INPUT ROWS

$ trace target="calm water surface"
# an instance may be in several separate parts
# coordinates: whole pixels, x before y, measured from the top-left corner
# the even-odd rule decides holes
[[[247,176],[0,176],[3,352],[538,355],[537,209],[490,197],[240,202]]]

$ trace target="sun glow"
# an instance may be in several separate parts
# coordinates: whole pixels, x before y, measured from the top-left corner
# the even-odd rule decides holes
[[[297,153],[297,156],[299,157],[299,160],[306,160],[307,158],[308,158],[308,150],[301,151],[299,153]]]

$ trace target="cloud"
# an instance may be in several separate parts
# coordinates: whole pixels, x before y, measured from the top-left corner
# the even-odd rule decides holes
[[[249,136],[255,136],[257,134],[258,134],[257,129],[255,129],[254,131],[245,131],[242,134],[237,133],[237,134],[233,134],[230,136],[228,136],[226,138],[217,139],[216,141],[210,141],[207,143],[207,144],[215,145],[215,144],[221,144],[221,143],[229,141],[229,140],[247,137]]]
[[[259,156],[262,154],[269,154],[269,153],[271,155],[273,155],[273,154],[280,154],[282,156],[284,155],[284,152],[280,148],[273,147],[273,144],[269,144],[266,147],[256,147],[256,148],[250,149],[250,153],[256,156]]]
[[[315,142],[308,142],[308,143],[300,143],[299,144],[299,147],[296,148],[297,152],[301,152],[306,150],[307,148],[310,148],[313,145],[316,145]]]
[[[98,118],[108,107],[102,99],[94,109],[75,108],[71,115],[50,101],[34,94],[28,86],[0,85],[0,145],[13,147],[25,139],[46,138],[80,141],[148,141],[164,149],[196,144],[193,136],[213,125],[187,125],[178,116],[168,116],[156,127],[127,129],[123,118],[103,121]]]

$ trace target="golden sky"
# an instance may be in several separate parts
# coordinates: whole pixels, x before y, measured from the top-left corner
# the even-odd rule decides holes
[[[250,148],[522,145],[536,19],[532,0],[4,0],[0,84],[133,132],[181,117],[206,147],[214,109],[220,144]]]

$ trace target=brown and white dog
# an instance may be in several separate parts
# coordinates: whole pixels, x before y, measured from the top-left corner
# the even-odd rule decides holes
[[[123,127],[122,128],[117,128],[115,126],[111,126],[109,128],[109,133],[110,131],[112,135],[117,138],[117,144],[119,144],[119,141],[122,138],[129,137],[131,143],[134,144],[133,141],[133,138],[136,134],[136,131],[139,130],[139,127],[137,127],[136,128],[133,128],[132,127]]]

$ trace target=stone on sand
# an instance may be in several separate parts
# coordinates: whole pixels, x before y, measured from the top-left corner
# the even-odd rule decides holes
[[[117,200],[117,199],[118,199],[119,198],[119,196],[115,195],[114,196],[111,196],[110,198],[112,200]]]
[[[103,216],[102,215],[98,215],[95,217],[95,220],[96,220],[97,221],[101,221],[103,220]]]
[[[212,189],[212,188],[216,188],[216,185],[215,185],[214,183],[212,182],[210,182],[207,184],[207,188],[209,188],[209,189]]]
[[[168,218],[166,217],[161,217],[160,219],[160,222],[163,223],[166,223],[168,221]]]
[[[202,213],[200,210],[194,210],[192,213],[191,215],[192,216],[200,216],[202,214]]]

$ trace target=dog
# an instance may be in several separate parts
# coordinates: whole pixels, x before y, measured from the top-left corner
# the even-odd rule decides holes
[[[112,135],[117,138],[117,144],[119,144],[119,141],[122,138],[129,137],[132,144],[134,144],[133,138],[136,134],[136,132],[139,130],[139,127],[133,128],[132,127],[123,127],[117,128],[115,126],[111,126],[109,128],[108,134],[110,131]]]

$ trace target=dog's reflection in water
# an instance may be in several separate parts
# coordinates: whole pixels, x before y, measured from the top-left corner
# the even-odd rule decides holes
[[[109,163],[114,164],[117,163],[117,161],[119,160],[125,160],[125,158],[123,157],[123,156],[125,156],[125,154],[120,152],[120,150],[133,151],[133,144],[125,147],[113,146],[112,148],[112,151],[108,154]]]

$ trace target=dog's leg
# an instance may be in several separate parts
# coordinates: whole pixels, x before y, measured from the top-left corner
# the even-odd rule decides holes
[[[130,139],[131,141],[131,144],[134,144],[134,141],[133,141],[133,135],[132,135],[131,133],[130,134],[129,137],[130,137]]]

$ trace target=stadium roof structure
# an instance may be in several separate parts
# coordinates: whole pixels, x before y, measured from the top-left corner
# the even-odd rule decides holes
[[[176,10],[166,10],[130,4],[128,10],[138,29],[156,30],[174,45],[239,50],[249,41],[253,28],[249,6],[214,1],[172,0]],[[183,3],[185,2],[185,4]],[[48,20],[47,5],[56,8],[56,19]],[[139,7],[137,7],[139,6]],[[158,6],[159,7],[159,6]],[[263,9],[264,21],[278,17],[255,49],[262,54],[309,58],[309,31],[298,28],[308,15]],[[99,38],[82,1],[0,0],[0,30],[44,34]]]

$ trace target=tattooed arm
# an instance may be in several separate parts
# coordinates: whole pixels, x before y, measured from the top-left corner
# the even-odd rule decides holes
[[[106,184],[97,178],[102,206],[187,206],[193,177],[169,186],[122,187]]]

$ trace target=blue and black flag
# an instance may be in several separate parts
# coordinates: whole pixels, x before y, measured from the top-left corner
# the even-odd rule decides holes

TASK PROMPT
Could you copy all of the material above line for line, changing nothing?

RESULT OF THE TASK
$ trace target="calm water surface"
# an instance may be in several separate parts
# coordinates: whole pixels, x before y, measured from the top-left corner
# the even-odd rule decides holes
[[[247,176],[0,176],[3,352],[538,355],[537,209],[490,197],[240,202]]]

$ trace target="sun glow"
# an instance may be in several separate parts
# coordinates: whole pixels, x before y, measured from the top-left corner
# the even-odd rule decides holes
[[[297,153],[297,156],[299,157],[299,160],[306,160],[307,158],[308,158],[308,150],[301,151],[299,153]]]

$ trace target="cloud"
# an instance may be in several separate parts
# coordinates: whole pixels, x before y, measured from the top-left corner
# the even-odd rule decides holes
[[[249,136],[255,136],[257,134],[258,134],[257,129],[255,129],[254,131],[245,131],[242,134],[237,133],[237,134],[233,134],[230,136],[228,136],[226,138],[217,139],[216,141],[210,141],[207,143],[207,144],[215,145],[215,144],[221,144],[221,143],[229,141],[229,140],[247,137]]]
[[[259,156],[262,154],[269,154],[269,153],[271,155],[273,155],[273,154],[280,154],[282,156],[284,155],[284,152],[280,148],[273,147],[273,144],[269,144],[266,147],[256,147],[256,148],[250,149],[250,153],[256,156]]]
[[[315,142],[308,142],[308,143],[300,143],[299,144],[299,147],[296,148],[297,152],[301,152],[306,150],[307,148],[310,148],[313,145],[316,145]]]
[[[98,118],[108,107],[102,99],[94,109],[75,108],[71,115],[50,101],[34,94],[28,86],[0,85],[0,145],[13,147],[25,139],[46,138],[80,141],[148,141],[164,149],[196,144],[193,136],[213,125],[187,125],[178,116],[168,116],[156,127],[127,129],[123,118],[103,121]]]

$ trace target="golden sky"
# an instance may be in several separate parts
# coordinates: whole pixels, x before y, measured from the top-left corner
# the even-odd rule decides holes
[[[250,148],[522,145],[536,19],[532,0],[4,0],[0,84],[133,132],[181,117],[206,147],[214,109],[220,144]]]

$ trace target=brown and white dog
# an instance may be in several separate parts
# coordinates: whole pixels, x before y, measured from the top-left corner
# the even-odd rule decides holes
[[[123,127],[122,128],[117,128],[115,126],[111,126],[109,128],[109,133],[110,131],[112,135],[117,138],[117,144],[119,144],[119,141],[122,138],[129,137],[131,143],[134,144],[133,141],[133,138],[136,134],[136,131],[139,130],[139,127],[137,127],[136,128],[133,128],[132,127]]]

$ trace target=stone on sand
# an instance may be in several separate parts
# coordinates: whole pixels, x before y, measured from the top-left corner
# the even-odd rule decides holes
[[[117,200],[117,199],[118,199],[119,198],[119,196],[115,195],[114,196],[111,196],[110,198],[112,200]]]
[[[103,216],[102,215],[98,215],[95,217],[95,220],[96,220],[97,221],[101,221],[103,220]]]
[[[212,189],[212,188],[216,188],[216,185],[215,185],[214,183],[212,182],[210,182],[207,184],[207,188],[209,188],[209,189]]]
[[[168,218],[166,217],[161,217],[160,219],[160,222],[163,223],[166,223],[168,221]]]
[[[202,213],[200,210],[194,210],[192,213],[191,215],[192,216],[200,216],[202,214]]]

$ trace target=dog
# an instance may be in several separate parts
# coordinates: whole pixels, x before y, measured from the top-left corner
# the even-odd rule decides holes
[[[112,135],[117,138],[117,144],[119,144],[119,141],[122,138],[129,137],[132,144],[134,144],[133,138],[136,134],[136,132],[139,130],[139,127],[133,128],[132,127],[123,127],[117,128],[115,126],[111,126],[109,128],[108,134],[110,131]]]

$ trace target=dog's reflection in water
# an instance may be in several separate parts
# coordinates: whole pixels, x before y, measured from the top-left corner
# the even-odd rule decides holes
[[[109,163],[114,164],[117,163],[117,161],[119,160],[125,160],[125,158],[123,157],[123,156],[125,156],[125,154],[120,152],[120,150],[133,151],[133,144],[125,147],[113,146],[112,148],[112,151],[108,154]]]

$ trace target=dog's leg
# an instance may be in several separate parts
# coordinates: whole pixels, x before y, measured from the top-left corner
# the even-odd rule decides holes
[[[130,139],[131,141],[131,144],[134,144],[134,141],[133,141],[133,135],[132,135],[131,133],[130,134],[129,137],[130,137]]]

$ trace target=stadium roof structure
# an instance may be in several separate parts
# coordinates: whole pixels, x before y, measured from the top-left corner
# the even-odd rule decides holes
[[[176,10],[166,10],[130,4],[128,10],[138,29],[156,30],[174,45],[239,50],[249,41],[253,28],[249,6],[214,1],[172,0]],[[183,3],[185,2],[185,4]],[[48,20],[47,5],[56,8],[56,19]],[[139,7],[137,7],[139,6]],[[158,6],[159,7],[159,6]],[[263,9],[264,21],[278,17],[255,49],[262,54],[309,58],[309,31],[298,28],[308,15]],[[99,38],[82,1],[0,0],[0,30],[44,34]]]

$ trace target=tattooed arm
# an instance may be in several separate parts
# coordinates: whole pixels, x before y, measured from the top-left corner
# the even-odd rule decides holes
[[[106,184],[97,178],[102,206],[187,206],[193,177],[169,186],[122,187]]]

$ trace target=blue and black flag
# an instance may be in several separate parts
# coordinates: whole pixels, x before y, measured from the top-left corner
# the even-odd rule decides holes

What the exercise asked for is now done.